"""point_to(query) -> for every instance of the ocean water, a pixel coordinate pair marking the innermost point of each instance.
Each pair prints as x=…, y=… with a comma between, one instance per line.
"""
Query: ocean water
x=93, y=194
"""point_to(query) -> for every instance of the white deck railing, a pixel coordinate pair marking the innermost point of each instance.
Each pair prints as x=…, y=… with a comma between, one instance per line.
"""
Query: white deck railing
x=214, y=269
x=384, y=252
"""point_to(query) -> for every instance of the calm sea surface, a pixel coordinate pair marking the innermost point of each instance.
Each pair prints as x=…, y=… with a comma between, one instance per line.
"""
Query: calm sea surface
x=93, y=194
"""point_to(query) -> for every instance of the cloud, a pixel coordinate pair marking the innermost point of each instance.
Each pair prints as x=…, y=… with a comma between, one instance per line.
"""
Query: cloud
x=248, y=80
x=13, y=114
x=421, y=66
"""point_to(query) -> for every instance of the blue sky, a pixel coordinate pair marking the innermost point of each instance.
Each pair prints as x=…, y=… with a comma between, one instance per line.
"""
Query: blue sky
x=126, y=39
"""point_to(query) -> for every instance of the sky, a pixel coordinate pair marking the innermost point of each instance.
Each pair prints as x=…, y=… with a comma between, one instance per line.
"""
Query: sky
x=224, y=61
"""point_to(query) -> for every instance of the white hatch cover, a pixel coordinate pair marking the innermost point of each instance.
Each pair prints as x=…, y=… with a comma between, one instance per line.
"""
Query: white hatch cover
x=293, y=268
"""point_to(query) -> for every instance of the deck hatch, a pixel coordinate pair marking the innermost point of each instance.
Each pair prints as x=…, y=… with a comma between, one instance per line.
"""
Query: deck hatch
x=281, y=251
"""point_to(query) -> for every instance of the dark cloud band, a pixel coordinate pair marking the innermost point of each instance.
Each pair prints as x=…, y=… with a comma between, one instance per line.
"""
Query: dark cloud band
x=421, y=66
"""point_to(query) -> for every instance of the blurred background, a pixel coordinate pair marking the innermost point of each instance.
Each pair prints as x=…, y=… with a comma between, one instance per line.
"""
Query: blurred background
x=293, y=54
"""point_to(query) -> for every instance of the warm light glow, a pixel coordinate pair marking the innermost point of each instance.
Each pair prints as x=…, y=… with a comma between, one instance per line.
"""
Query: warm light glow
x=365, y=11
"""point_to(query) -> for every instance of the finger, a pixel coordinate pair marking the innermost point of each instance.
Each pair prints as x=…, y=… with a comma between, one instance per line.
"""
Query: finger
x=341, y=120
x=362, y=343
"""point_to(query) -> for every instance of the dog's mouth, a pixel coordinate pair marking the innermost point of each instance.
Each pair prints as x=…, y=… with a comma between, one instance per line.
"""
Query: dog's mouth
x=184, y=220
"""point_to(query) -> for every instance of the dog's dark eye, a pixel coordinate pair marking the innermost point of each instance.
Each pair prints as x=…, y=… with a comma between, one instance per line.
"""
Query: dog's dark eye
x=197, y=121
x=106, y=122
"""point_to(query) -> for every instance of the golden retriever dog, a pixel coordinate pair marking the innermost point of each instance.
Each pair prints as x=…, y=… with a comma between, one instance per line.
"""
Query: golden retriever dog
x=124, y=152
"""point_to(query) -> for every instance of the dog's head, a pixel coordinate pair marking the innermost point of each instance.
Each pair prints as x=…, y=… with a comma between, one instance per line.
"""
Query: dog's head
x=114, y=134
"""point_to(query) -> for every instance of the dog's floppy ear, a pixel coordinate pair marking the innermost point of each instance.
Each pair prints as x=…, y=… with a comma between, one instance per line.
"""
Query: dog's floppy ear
-*-*-
Reproduce the entire listing above, replacing every occurrence of "innermost point" with "central point" and leaving everything else unchanged.

Exercise result:
"""point_to(query) -> for every instance of the ocean water, a pixel coordinate pair marking the central point of each instance.
Each pair prints as x=…, y=… with a comma between, one instance per line.
"""
Query: ocean water
x=93, y=194
"""point_to(query) -> for every instance of the white deck railing, a pixel coordinate pair marking the central point of each instance.
Each pair prints as x=…, y=… with a comma between, one instance per line.
"""
Query: white deck railing
x=214, y=269
x=384, y=252
"""point_to(query) -> for every instance of the calm sea surface, a pixel coordinate pair marking the central point of each instance.
Each pair prints as x=…, y=… with a comma between, one instance per line.
"""
Query: calm sea surface
x=93, y=194
"""point_to(query) -> for every instance of the cloud, a pixel coordinate pair marking the central point of each instance.
Each pair prints as x=…, y=… with a comma between, one instance per line.
"""
Query: cloud
x=248, y=80
x=13, y=114
x=421, y=66
"""point_to(query) -> for every instance of the blue sky, a pixel coordinate pair marking the central point of each instance.
Each pair prints as x=…, y=… with a comma between, one instance per line.
"""
Query: blue sky
x=126, y=39
"""point_to(query) -> for every instance of the sky, a pixel coordinate pair marking the central point of each instance.
Each pair prints as x=…, y=… with a comma between, one instance per line.
"""
Query: sky
x=224, y=61
"""point_to(query) -> for every instance of the white hatch cover, a pixel coordinate pair marking the central point of each instance.
Each pair prints as x=…, y=… with a comma between, one instance per line.
"""
Query: white hatch cover
x=293, y=268
"""point_to(query) -> for every instance of the deck hatch, a pixel coordinate pair marking the central point of each instance.
Each pair prints as x=…, y=… with a comma between, one instance per line.
"""
Query: deck hatch
x=281, y=251
"""point_to(query) -> for every instance of the dark cloud band, a pixel coordinate pair marking the central point of each instance.
Each pair prints as x=…, y=… with a comma between, one instance per line.
"""
Query: dark cloud band
x=421, y=66
"""point_to(query) -> for every instance of the blurred background, a pixel coordinate pair marking the central point of each instance.
Each pair prints as x=…, y=… with a comma between, one instance per line.
"""
Query: blurred background
x=293, y=54
"""point_to(query) -> for every instance of the warm light glow, a pixel coordinate pair marking the central point of each instance.
Each pair prints as x=…, y=… with a comma between, one instance per line.
"""
Query: warm light glow
x=365, y=11
"""point_to(query) -> for every instance of the finger, a pixel coordinate pair marking the central point of each instance.
Each pair prints as x=…, y=… with a comma between, one instance per line.
"""
Query: finger
x=341, y=120
x=362, y=343
"""point_to(query) -> for every instance of the dog's mouth, a pixel coordinate pair marking the central point of each instance.
Each pair prints as x=…, y=… with a comma between, one instance per line.
"""
Query: dog's mouth
x=184, y=220
"""point_to(query) -> for every instance of the dog's dark eye, a pixel coordinate pair marking the central point of each instance.
Each pair prints as x=…, y=… with a comma between, one instance per line.
"""
Query: dog's dark eye
x=197, y=121
x=106, y=122
"""point_to(query) -> for every instance of the golden retriever dog, a pixel coordinate pair marking the central point of each instance.
Each pair prints as x=…, y=… with a comma between, one instance per line.
"""
Query: golden retriever dog
x=124, y=152
"""point_to(query) -> for every instance of the dog's head, a pixel coordinate pair marking the central point of each instance.
Each pair prints as x=…, y=… with a comma between, one instance per line.
"""
Query: dog's head
x=114, y=134
"""point_to(query) -> for every instance of the dog's floppy ear, a pixel coordinate pair marking the central point of each instance.
Each pair prints as x=…, y=… with a comma between, one instance per line.
"""
Query: dog's floppy ear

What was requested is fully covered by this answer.